Requisito
Por favor, copie integralmente a entrevista com Virgínia Soares de Souza, sem mudar nenhuma palavra.

Texto fornecido
━━━━

Virgínia Soares de Souza – Estudei. Fiz pós-graduação em auditoria interna. Posteriormente fiz mais um curso de pós-graduação para qualificação de clínicas de imagem. É minha perspectiva trabalhar numa parte burocrática.

Eu fazia um curso no centro de Curitiba todos os dias às 18h. Muitas pessoas vinham e falavam: “Eu acredito na senhora”. Mas também teve algumas chamando de “assassina”. Aí eu me isolei. Brinco que foram férias forçadas, porque eu nunca tinha férias. Agora resgatei o convívio com familiares, amigos.

Na sua carreira, a sra. se arrepende de algum ato médico?

Não, nunca. Não seria diferente, não agiria diferente. Porque fiz exatamente aquilo que tinha vocação e amor. É um serviço exaustivo, fisicamente e emocionalmente. Porque você atende o paciente e a família. Às dores de uma família, você não fica imune.

A que a sra. atribui a acusação de que atuou para abreviar a vida dos pacientes?

Até hoje eu não sei exatamente. Acredito que tenha sido fruto de inexperiência, falta de escrúpulos, de conhecimento, de treinamento de alguns colaboradores.

Como normalmente eu já sou uma pessoa mais exigente, eu evitava falar com os técnicos e me dirigia aos enfermeiros responsáveis. Isso não é um desprestígio, mas pode ter sido interpretado assim. É uma questão de hierarquia.

━━━━

Informações exibidas
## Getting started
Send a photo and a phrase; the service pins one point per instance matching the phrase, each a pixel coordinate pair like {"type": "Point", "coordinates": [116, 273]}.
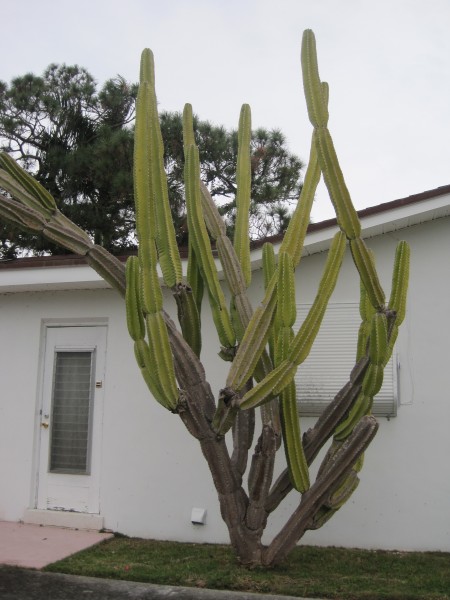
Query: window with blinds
{"type": "Point", "coordinates": [71, 412]}
{"type": "Point", "coordinates": [327, 368]}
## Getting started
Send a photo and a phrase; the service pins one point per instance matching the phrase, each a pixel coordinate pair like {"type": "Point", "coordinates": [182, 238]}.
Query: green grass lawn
{"type": "Point", "coordinates": [309, 571]}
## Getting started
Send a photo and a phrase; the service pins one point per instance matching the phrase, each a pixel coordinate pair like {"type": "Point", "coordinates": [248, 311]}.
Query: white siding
{"type": "Point", "coordinates": [153, 472]}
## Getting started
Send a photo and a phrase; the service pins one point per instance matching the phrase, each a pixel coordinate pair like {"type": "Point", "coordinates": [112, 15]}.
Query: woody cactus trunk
{"type": "Point", "coordinates": [260, 346]}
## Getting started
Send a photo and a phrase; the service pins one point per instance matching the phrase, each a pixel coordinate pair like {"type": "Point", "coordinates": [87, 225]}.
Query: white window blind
{"type": "Point", "coordinates": [71, 412]}
{"type": "Point", "coordinates": [327, 368]}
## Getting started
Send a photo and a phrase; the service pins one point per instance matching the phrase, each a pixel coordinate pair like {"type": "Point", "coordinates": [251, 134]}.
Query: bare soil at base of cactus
{"type": "Point", "coordinates": [309, 571]}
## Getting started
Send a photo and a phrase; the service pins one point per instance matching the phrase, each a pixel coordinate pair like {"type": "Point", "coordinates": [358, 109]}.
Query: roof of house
{"type": "Point", "coordinates": [72, 272]}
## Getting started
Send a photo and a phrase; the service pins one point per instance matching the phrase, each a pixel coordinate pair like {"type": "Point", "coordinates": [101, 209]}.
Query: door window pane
{"type": "Point", "coordinates": [71, 409]}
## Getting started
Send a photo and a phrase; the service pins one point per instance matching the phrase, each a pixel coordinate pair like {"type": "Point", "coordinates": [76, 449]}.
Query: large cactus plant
{"type": "Point", "coordinates": [260, 345]}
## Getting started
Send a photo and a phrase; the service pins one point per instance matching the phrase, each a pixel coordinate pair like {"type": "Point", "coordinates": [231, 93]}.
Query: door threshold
{"type": "Point", "coordinates": [62, 518]}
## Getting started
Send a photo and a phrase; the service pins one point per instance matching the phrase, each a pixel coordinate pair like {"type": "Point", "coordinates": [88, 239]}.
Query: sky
{"type": "Point", "coordinates": [387, 63]}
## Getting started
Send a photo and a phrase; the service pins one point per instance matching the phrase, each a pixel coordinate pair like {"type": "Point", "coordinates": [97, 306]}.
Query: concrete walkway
{"type": "Point", "coordinates": [35, 546]}
{"type": "Point", "coordinates": [20, 584]}
{"type": "Point", "coordinates": [25, 548]}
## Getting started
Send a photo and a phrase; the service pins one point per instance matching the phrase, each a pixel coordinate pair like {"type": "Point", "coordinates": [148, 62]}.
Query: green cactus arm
{"type": "Point", "coordinates": [194, 277]}
{"type": "Point", "coordinates": [243, 181]}
{"type": "Point", "coordinates": [147, 67]}
{"type": "Point", "coordinates": [188, 316]}
{"type": "Point", "coordinates": [400, 280]}
{"type": "Point", "coordinates": [307, 333]}
{"type": "Point", "coordinates": [334, 180]}
{"type": "Point", "coordinates": [316, 95]}
{"type": "Point", "coordinates": [286, 309]}
{"type": "Point", "coordinates": [135, 319]}
{"type": "Point", "coordinates": [317, 107]}
{"type": "Point", "coordinates": [294, 452]}
{"type": "Point", "coordinates": [290, 421]}
{"type": "Point", "coordinates": [143, 188]}
{"type": "Point", "coordinates": [303, 340]}
{"type": "Point", "coordinates": [294, 237]}
{"type": "Point", "coordinates": [202, 248]}
{"type": "Point", "coordinates": [158, 197]}
{"type": "Point", "coordinates": [365, 264]}
{"type": "Point", "coordinates": [168, 253]}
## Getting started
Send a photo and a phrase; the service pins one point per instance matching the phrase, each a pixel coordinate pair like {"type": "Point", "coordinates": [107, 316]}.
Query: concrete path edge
{"type": "Point", "coordinates": [26, 584]}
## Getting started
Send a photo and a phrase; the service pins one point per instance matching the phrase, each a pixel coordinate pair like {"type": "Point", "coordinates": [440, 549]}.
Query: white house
{"type": "Point", "coordinates": [138, 470]}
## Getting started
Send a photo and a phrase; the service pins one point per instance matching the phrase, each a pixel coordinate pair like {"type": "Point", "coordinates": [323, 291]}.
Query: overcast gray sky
{"type": "Point", "coordinates": [387, 63]}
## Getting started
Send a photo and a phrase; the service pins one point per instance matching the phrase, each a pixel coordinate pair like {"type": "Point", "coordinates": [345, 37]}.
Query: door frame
{"type": "Point", "coordinates": [46, 325]}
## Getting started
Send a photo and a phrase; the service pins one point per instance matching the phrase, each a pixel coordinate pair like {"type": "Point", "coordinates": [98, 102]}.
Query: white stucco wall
{"type": "Point", "coordinates": [153, 473]}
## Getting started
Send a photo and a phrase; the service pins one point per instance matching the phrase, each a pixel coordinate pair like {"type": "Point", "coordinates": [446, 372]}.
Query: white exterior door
{"type": "Point", "coordinates": [70, 419]}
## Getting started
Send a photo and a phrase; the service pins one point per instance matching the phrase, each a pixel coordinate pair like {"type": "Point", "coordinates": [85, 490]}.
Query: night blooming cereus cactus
{"type": "Point", "coordinates": [260, 346]}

━━━━

Resultado
Virgínia Soares de Souza – Estudei. Fiz pós-graduação em auditoria interna. Posteriormente fiz mais um curso de pós-graduação para qualificação de clínicas de imagem. É minha perspectiva trabalhar numa parte burocrática.

Eu fazia um curso no centro de Curitiba todos os dias às 18h. Muitas pessoas vinham e falavam: “Eu acredito na senhora”. Mas também teve algumas chamando de “assassina”. Aí eu me isolei. Brinco que foram férias forçadas, porque eu nunca tinha férias. Agora resgatei o convívio com familiares, amigos.

Na sua carreira, a sra. se arrepende de algum ato médico?

Não, nunca. Não seria diferente, não agiria diferente. Porque fiz exatamente aquilo que tinha vocação e amor. É um serviço exaustivo, fisicamente e emocionalmente. Porque você atende o paciente e a família. Às dores de uma família, você não fica imune.

A que a sra. atribui a acusação de que atuou para abreviar a vida dos pacientes?

Até hoje eu não sei exatamente. Acredito que tenha sido fruto de inexperiência, falta de escrúpulos, de conhecimento, de treinamento de alguns colaboradores.

Como normalmente eu já sou uma pessoa mais exigente, eu evitava falar com os técnicos e me dirigia aos enfermeiros responsáveis. Isso não é um desprestígio, mas pode ter sido interpretado assim. É uma questão de hierarquia.